Así, citando a Hans Urs von Balthasar, vemos en Kieslowski la realización de una “epifanía de lo divino” bajo las “formas transitorias del mundo”, explica Moyano: “Si la apariencia mundana se entiende, pues, como lugar de aparición de lo divino en el mundo humano (avatara), entonces será visible una posibilidad, la de experimentar epifanías de lo divino bajo las formas transitorias del mundo, ya sea en el ser singular que manifiesta lo divino, ya sea en una determinada categoría de hombres, que, como los gnósticos, encuentran en sí un núcleo divinal y procuran liberarlo de su envoltura de lo material aparente”.
Nadie es completamente libre
Julie es una mujer económicamente libre, algo que le permite cambiar de casa, vivir ociosamente y lidiar con su dolor dentro de un privilegio de clase. Mientras se enfrenta a su tragedia en acogedores cafés parisinos y nadando cómodamente en la piscina, su vecina prostituta, Lucille (Charlotte Véry), vive una existencia igual de miserable sin poder dejar de trabajar como prostituta en su propio apartamento y como estríper en un bar erótico.
Y es ella la persona que ayuda a Julie a salir de su ensimismamiento, con sus preocupaciones y conflictos. Ella acude a Julie en búsqueda de amistad y termina ayudándola con el problema de los ratones gratuitamente. Esta gratuidad nos recuerda la capacidad de donarse, pero también la verdad que se va revelando y que motiva a Julie a encontrarse también con la suya. Un aspecto importante que acoge Julie desde su libertad es el momento en que comienza a rearmar la realidad de su vida y la verdad de su marido, que terminará con el darse cuenta de la infidelidad, y será en el club nocturno donde acoge la verdad de Lucille. Es decisivo el diálogo que ahí se da:
Lucille: “Me has salvado la vida”.
Julie: “No he hecho nada”.
Lucille: “Si, te he llamado y has venido. Es lo mismo”.
Las Oblatas, mujeres que miran
Es aquí donde se manifiesta la persona que es la otra, en este caso, en toda su complejidad y belleza, aunque aquello nos parezca contradictorio al venir de una prostituta. Moyano indica en su trabajo: “Julie empieza a comprender que en un otro (y también en sí misma, aunque no se dé cuenta fácilmente) hay atisbos de la gracia que emergen en situaciones de mayor cercanía y diálogo. Para nosotros los
espectadores la gracia emerge por lo inesperado, por los personajes que creímos no iban a darnos nada o eran sólo carencia”. La prostituta no deja de ser una mujer, que siempre merece ser mirada, valorada, y descubrimos que la entereza y la sutileza con que lo hace Kieslowski es muy sugerente, una joya más de Azul.
En este sentido, gracias a las Hermanas Oblatas del Santísimo Redentor, que acompañan a las mujeres en contextos de prostitución y víctimas de trata con fines de explotación sexual (también Adoratrices, Villa Teresita), podemos conocer esa mirada. Una mirada que no juzga, que busca el encuentro personal, por encima de todo, donde tender la mano a la mujer vulnerable, de mirarla a los ojos y preguntarle de un modo personal cómo está. Además, en las rutas que hacen las Oblatas dentro de su “trabajo de calle” ofrecen información para que las mujeres, si quieren, acudan al centro de día, donde pueden obtener ayuda médica, laboral, legal o de formación. Una opción de ayuda, solo después de esa primera mirada.

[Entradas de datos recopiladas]

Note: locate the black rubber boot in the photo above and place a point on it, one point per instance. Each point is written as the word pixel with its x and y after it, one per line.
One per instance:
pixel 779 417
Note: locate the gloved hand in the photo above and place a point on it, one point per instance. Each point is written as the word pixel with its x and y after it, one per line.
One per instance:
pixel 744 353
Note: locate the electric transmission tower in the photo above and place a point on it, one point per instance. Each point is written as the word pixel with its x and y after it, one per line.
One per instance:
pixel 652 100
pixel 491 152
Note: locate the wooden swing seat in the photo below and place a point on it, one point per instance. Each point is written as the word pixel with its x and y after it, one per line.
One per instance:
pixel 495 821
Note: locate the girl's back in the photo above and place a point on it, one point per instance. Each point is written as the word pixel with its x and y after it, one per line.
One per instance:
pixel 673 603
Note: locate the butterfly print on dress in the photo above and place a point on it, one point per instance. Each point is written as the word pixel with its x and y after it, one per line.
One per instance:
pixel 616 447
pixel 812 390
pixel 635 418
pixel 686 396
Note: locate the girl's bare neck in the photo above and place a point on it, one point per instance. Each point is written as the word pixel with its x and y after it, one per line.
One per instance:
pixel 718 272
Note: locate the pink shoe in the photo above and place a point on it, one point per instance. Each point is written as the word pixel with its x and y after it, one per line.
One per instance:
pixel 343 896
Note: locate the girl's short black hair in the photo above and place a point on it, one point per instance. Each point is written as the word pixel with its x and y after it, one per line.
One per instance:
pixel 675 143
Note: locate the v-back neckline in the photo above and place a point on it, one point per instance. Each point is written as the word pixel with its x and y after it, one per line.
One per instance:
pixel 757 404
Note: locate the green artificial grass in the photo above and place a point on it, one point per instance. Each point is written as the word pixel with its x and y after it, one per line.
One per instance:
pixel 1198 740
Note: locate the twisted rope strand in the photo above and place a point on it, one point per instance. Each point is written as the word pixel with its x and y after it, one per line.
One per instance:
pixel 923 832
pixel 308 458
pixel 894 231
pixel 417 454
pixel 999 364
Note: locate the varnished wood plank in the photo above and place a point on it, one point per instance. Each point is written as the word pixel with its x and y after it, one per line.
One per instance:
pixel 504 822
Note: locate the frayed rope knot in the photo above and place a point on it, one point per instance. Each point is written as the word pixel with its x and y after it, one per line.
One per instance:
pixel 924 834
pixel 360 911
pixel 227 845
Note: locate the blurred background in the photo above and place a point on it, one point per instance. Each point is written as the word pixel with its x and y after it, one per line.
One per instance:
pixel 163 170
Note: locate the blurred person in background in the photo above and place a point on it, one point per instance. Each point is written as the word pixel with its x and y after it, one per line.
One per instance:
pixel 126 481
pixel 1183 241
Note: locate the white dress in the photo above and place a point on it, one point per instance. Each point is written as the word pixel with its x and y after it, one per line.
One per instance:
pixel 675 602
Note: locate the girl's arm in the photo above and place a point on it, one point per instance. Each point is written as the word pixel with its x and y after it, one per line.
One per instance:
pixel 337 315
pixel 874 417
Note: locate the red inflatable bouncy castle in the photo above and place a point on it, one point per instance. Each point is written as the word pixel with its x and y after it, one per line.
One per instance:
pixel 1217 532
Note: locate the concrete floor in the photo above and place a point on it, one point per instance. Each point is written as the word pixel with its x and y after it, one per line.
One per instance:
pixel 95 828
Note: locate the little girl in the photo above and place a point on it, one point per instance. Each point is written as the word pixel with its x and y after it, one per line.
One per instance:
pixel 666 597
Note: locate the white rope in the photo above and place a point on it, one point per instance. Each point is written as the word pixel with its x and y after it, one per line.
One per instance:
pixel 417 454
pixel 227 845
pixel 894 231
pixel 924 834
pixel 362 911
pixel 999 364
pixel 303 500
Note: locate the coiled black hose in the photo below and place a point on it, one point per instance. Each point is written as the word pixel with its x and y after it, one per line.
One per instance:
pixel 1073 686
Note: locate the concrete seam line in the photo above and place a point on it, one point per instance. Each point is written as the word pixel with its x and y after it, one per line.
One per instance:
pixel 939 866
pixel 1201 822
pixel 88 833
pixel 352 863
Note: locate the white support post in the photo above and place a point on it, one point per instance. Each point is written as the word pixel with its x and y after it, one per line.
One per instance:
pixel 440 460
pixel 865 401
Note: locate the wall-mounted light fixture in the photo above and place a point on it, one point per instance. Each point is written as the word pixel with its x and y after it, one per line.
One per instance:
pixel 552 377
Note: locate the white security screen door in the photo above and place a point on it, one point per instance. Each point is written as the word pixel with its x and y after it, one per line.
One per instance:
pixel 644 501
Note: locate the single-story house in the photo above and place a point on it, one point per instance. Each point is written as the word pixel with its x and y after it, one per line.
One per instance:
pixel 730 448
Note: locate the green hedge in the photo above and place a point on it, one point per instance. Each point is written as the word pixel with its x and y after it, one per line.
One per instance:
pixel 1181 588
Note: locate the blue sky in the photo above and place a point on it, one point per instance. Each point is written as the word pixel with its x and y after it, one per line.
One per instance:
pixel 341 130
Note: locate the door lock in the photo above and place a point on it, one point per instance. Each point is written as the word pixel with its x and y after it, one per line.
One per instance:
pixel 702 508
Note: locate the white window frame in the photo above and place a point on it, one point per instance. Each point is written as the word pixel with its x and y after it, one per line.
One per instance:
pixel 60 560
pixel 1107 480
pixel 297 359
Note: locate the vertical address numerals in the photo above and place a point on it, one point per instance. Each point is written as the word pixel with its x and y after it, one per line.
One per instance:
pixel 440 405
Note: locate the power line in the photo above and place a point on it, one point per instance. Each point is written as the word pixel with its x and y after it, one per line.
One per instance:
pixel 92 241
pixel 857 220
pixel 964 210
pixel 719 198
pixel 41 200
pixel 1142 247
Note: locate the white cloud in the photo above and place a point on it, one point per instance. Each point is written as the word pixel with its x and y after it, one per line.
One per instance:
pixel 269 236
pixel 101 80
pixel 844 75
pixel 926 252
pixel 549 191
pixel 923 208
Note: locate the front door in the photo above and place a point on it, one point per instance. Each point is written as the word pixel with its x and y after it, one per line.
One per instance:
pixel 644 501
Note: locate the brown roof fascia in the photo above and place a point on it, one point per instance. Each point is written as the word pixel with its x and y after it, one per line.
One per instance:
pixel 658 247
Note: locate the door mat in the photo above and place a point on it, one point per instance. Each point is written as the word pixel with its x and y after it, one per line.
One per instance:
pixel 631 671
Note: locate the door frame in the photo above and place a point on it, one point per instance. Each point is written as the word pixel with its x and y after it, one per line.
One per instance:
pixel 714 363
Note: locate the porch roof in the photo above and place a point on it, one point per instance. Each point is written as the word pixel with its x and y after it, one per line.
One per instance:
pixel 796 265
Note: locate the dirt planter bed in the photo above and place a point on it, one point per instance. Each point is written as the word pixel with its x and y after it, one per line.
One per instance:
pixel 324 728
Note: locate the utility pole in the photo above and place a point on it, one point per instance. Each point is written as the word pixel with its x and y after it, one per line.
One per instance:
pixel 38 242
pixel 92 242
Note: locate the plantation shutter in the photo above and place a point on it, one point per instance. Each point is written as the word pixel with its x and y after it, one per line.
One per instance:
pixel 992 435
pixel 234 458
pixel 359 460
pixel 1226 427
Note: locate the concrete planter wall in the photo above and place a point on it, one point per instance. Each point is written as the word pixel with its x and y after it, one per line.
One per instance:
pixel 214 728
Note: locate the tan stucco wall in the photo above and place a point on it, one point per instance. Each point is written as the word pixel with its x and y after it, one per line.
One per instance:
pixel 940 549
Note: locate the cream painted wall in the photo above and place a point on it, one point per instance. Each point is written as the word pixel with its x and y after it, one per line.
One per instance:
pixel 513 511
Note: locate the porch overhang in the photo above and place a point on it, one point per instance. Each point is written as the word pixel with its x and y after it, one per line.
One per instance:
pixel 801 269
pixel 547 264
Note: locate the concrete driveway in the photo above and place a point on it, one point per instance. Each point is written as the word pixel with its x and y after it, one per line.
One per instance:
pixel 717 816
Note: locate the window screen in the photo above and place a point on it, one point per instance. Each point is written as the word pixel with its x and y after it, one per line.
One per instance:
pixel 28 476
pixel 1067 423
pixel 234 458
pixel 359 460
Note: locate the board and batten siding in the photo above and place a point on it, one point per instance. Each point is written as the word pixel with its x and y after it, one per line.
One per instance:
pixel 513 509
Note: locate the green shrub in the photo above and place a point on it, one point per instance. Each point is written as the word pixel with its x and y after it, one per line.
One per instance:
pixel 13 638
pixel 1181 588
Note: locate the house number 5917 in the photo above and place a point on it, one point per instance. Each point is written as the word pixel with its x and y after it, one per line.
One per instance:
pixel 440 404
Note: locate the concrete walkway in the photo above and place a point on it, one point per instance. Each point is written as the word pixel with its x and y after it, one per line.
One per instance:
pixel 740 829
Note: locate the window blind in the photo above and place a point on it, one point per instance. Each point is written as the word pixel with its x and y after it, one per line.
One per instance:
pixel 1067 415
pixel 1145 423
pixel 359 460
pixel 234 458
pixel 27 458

**EXPLORA EL MATERIAL**
- A) Según el fragmento sobre Azul, ¿en qué tipo de local trabaja Lucille como estríper?
- B) Copia literalmente el pasaje del fragmento sobre Azul que comienza en "Las Oblatas, mujeres" y acaba en "más de Azul.".

**RESPUESTAS DEL EJERCICIO**
- A) En un bar erótico.

- B)
Las Oblatas, mujeres que miran
Es aquí donde se manifiesta la persona que es la otra, en este caso, en toda su complejidad y belleza, aunque aquello nos parezca contradictorio al venir de una prostituta. Moyano indica en su trabajo: “Julie empieza a comprender que en un otro (y también en sí misma, aunque no se dé cuenta fácilmente) hay atisbos de la gracia que emergen en situaciones de mayor cercanía y diálogo. Para nosotros los
espectadores la gracia emerge por lo inesperado, por los personajes que creímos no iban a darnos nada o eran sólo carencia”. La prostituta no deja de ser una mujer, que siempre merece ser mirada, valorada, y descubrimos que la entereza y la sutileza con que lo hace Kieslowski es muy sugerente, una joya más de Azul.